__What to work on__.
Shift every box coordinate in the answers up by 133. Rewrite everything from the start of the records down to the line that contains "xmin=103 ymin=291 xmax=125 ymax=322", including that line, and keep every line apart from those coordinates unchanged.

__Material__.
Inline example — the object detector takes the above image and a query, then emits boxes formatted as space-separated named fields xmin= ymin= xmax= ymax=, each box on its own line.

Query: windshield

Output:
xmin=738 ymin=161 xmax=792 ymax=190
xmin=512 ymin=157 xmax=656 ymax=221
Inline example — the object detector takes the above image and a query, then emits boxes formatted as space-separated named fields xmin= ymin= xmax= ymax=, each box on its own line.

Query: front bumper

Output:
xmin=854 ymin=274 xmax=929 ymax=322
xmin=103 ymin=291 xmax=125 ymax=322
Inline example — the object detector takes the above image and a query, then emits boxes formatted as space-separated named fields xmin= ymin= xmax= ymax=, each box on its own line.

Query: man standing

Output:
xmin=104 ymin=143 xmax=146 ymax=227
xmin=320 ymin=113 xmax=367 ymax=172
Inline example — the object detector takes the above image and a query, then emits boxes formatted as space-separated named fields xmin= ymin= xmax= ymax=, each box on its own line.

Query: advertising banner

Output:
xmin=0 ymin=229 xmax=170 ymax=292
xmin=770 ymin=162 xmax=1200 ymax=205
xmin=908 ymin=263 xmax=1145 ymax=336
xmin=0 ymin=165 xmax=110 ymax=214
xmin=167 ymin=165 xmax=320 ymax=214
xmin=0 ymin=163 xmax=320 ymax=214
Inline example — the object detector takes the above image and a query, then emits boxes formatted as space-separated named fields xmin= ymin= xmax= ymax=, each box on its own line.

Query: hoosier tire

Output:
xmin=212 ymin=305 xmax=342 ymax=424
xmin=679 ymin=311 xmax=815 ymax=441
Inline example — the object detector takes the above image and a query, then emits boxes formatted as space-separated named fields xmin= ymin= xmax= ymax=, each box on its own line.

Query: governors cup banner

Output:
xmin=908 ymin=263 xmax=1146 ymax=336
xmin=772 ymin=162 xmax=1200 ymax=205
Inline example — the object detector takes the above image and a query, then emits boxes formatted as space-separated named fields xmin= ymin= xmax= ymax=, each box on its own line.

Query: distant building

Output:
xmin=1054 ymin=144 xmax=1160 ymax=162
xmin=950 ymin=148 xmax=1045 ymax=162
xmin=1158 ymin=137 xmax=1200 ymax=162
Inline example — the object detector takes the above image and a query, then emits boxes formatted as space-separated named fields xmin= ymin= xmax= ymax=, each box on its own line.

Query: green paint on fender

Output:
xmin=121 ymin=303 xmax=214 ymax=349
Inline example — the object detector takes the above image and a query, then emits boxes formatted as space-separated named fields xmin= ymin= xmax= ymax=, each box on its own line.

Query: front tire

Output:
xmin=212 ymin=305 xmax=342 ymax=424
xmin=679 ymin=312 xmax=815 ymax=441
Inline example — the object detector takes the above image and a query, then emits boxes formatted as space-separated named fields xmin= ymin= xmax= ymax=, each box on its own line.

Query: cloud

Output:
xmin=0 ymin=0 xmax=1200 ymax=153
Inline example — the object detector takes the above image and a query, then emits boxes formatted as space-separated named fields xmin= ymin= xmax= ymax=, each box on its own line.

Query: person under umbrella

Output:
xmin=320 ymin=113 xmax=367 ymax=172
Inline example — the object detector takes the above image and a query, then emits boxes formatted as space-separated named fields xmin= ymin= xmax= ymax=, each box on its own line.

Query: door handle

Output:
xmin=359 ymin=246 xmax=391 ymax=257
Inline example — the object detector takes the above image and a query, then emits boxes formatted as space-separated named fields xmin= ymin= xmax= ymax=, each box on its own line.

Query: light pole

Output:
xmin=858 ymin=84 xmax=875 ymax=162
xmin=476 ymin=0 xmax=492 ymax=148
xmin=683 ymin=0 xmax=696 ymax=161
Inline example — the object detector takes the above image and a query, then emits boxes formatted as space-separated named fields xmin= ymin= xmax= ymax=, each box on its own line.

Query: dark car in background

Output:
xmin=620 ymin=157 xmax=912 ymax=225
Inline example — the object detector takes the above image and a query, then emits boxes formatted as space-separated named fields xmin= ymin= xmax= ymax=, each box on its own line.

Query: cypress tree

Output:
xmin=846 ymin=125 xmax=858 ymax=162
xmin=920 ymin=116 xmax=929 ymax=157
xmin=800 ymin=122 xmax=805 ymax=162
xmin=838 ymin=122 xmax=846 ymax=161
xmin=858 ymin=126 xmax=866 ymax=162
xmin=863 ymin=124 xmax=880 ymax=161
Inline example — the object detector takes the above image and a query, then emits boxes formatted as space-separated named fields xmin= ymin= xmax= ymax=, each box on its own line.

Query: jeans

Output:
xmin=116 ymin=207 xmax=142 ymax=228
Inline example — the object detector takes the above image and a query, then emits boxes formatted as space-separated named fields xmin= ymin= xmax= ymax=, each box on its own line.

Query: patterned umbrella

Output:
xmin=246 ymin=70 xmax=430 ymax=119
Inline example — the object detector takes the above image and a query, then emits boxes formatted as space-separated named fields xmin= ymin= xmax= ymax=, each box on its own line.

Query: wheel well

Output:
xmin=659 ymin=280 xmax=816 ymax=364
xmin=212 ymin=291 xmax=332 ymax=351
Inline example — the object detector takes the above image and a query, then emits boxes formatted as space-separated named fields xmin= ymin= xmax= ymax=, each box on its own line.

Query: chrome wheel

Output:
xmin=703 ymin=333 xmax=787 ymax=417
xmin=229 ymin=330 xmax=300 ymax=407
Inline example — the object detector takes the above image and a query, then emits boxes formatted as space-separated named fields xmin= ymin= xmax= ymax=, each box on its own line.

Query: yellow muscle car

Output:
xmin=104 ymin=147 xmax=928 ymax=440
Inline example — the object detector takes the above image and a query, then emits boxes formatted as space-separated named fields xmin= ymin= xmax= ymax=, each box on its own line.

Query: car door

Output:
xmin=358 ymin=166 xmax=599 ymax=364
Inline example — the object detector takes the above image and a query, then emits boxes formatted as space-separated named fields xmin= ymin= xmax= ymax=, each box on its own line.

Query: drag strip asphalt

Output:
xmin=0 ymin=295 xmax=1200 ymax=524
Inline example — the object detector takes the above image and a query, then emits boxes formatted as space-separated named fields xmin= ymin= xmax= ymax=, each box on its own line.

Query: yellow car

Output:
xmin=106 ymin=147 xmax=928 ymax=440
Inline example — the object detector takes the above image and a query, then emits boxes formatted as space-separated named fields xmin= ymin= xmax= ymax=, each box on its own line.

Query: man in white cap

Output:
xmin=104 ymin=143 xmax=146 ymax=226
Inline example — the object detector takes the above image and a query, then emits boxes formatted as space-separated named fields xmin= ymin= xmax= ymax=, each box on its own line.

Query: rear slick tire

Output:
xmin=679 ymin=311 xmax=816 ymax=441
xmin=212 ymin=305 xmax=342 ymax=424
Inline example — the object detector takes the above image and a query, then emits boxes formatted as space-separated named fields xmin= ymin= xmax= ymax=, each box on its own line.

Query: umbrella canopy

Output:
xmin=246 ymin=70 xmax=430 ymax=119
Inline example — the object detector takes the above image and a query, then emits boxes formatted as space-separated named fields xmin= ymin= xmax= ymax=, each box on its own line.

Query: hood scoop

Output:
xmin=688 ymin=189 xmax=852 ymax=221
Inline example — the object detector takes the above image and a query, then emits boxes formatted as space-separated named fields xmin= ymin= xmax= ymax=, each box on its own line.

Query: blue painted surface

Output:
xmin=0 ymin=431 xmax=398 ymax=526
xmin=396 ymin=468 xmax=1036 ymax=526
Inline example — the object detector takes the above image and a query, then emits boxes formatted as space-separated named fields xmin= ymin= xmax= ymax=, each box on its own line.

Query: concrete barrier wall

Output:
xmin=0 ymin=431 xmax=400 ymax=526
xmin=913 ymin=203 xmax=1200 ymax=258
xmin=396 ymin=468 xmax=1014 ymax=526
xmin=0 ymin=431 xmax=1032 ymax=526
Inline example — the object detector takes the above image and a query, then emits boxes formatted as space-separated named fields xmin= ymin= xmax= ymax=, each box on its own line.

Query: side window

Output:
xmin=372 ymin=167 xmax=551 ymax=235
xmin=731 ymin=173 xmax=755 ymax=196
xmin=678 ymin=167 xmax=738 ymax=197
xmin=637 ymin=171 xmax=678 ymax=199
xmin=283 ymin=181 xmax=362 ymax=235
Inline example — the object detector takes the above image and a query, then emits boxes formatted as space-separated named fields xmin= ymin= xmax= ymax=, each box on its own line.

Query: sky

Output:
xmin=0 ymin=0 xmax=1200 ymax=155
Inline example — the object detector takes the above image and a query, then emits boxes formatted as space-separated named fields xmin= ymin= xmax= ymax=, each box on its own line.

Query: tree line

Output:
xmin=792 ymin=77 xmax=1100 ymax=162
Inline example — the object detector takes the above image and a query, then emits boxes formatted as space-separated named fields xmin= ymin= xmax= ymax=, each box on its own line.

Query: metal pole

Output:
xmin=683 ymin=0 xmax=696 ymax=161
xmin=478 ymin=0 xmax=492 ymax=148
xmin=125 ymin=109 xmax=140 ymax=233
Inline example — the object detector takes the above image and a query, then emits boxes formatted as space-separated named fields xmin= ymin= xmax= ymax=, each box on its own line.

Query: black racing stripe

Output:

__Output below__.
Inline example — the object detector takes the above image and a query, then emits boxes formatted as space-separated named fields xmin= ymin= xmax= ymax=, each box on its own line.

Query: windshield

Output:
xmin=871 ymin=294 xmax=925 ymax=323
xmin=645 ymin=290 xmax=789 ymax=354
Inline example — the object detector takes the above image and a query, then emits boxes formatted as space-separated named fields xmin= ymin= xmax= ymax=, each box on its own line.

Query: front bumper

Output:
xmin=987 ymin=407 xmax=1062 ymax=455
xmin=236 ymin=424 xmax=258 ymax=455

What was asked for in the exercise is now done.